» **DIRECTIONS FOR THIS TASK**
Within the material below, transcribe exactly the lines from the one holding "y=844, one point per instance." through the one holding "y=36, one point per instance.", keeping both ends and skipping the rest.

» **GIVEN DATA**
————————

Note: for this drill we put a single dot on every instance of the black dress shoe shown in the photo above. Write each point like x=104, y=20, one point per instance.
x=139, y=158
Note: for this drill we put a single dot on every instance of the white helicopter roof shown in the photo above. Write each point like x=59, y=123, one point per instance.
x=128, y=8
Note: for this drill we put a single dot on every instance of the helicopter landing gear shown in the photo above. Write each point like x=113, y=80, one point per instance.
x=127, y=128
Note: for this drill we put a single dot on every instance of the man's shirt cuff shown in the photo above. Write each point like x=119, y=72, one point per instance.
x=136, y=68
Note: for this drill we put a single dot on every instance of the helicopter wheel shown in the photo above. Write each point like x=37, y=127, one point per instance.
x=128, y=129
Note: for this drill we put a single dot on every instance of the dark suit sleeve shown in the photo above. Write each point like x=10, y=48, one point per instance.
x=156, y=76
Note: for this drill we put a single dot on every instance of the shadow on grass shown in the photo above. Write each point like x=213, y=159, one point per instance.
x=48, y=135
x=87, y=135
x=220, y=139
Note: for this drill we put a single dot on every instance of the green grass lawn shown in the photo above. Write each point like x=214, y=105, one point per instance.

————————

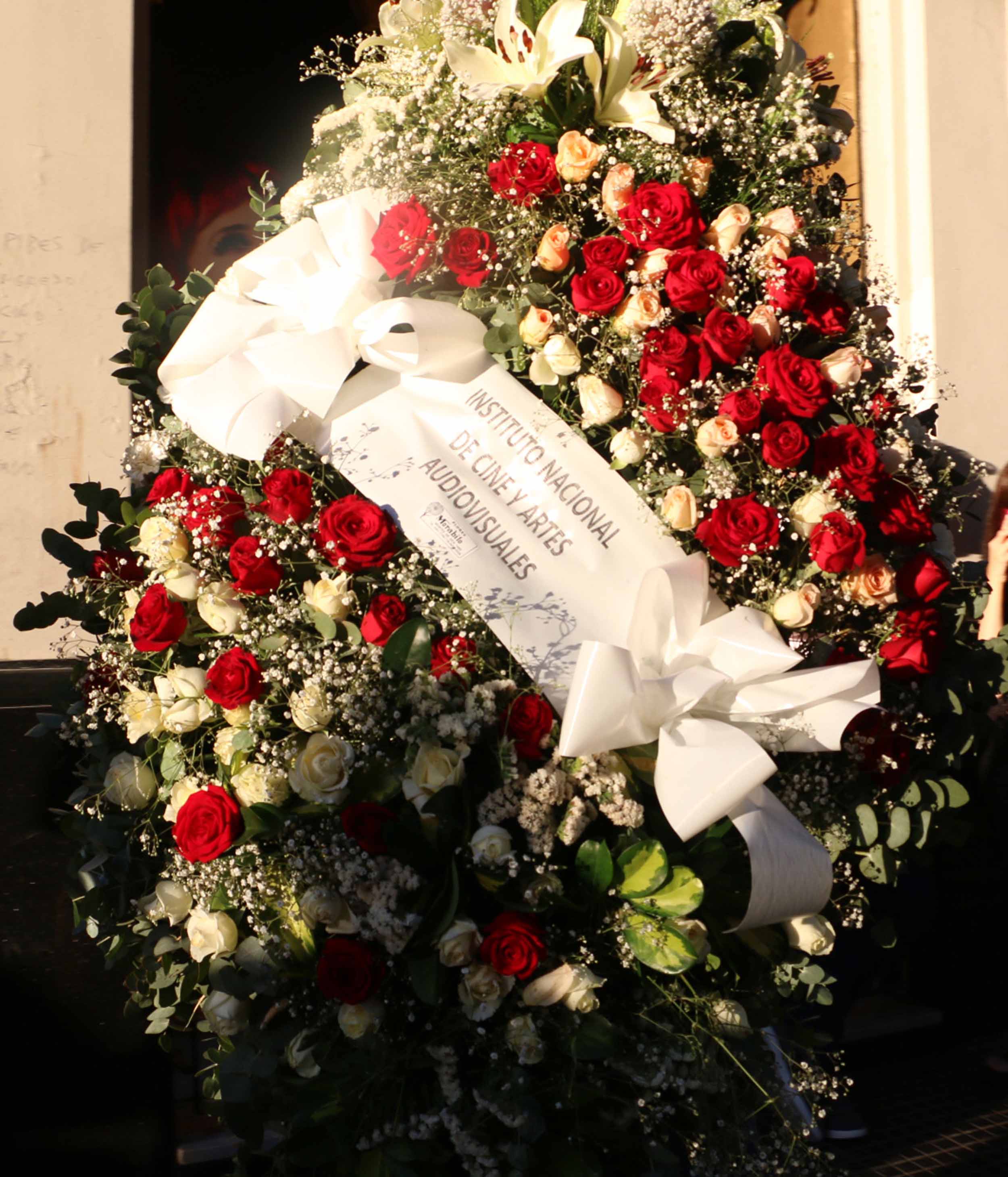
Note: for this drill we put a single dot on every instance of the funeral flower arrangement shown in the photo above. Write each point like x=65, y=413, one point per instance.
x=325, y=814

————————

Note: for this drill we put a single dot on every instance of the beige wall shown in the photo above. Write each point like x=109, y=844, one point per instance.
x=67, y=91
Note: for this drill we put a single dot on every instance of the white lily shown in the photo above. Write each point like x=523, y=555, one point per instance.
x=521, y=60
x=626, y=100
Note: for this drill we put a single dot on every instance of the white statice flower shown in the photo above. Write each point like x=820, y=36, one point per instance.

————————

» **TASK RESULT**
Note: for this drill we put a single dot on every instance of the beige wall shown in the photo above. Write each point like x=109, y=844, one point per instance.
x=67, y=91
Note: for this drill we put a single dot on every instance of the white lily shown in the photo above. Write each point like x=523, y=555, one point per instance.
x=521, y=60
x=626, y=100
Note: for this drill we put a single dot on every instance of the white statice flower shown in the photo above. Write each point like x=820, y=36, one point per instance.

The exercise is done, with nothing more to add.